[Wat er nodig is]: Tel in hoeveel regels van de records hieronder de tekenreeks "query" voorkomt. Geef alleen dat aantal.

++++ Getoonde gegevens

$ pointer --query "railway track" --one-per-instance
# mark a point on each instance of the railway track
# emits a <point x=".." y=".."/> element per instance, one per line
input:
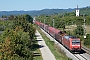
<point x="80" y="57"/>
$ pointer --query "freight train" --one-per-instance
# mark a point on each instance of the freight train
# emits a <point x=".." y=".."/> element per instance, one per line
<point x="72" y="43"/>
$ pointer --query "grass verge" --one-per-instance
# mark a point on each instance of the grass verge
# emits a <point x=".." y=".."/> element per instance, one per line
<point x="37" y="53"/>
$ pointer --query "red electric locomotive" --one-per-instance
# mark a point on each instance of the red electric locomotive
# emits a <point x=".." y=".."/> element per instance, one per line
<point x="72" y="43"/>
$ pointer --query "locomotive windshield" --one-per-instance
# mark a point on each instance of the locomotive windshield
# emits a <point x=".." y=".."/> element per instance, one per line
<point x="75" y="42"/>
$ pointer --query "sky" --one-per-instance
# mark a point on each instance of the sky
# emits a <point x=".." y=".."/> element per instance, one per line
<point x="28" y="5"/>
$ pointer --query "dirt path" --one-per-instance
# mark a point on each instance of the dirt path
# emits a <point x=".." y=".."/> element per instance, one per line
<point x="45" y="51"/>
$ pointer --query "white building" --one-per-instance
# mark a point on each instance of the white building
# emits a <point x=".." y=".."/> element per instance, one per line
<point x="77" y="11"/>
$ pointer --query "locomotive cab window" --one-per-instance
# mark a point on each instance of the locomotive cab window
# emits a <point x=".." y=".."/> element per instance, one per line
<point x="75" y="42"/>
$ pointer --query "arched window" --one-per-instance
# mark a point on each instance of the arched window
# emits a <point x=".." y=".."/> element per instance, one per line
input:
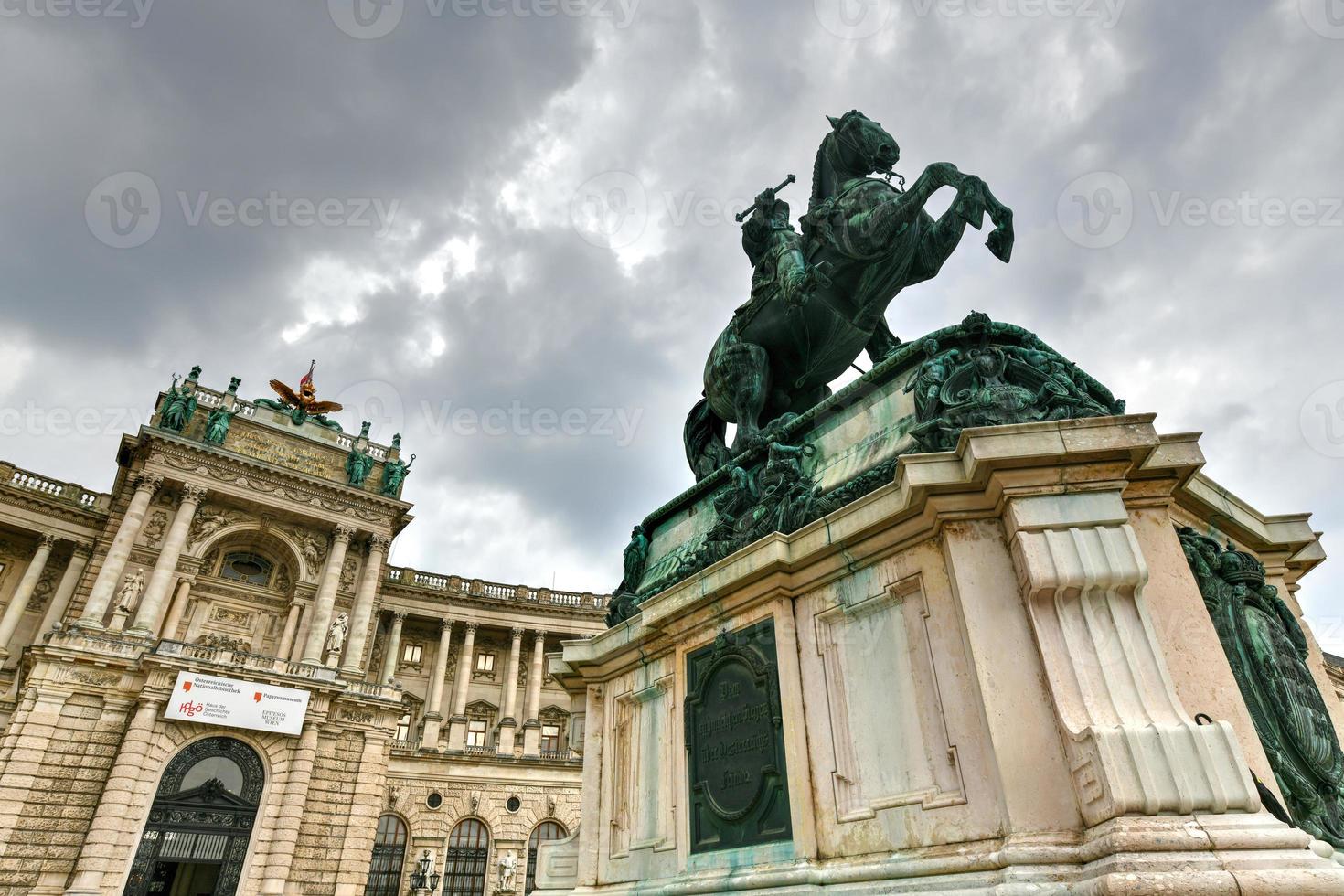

++++++++

[Het antwoord]: 10